▸ **THE RECORDS**

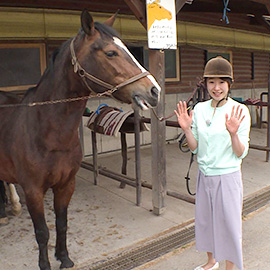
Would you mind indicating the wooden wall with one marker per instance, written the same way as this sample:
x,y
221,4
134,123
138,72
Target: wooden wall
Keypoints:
x,y
251,69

▸ **TASK DETAILS**
Return, from the data, each line where the string "wooden" occurs.

▸ **ANSWER TO THE EXERCISE**
Would you mind indicating the wooden wall with one marker per instance, written the same way as this sample:
Target: wooden wall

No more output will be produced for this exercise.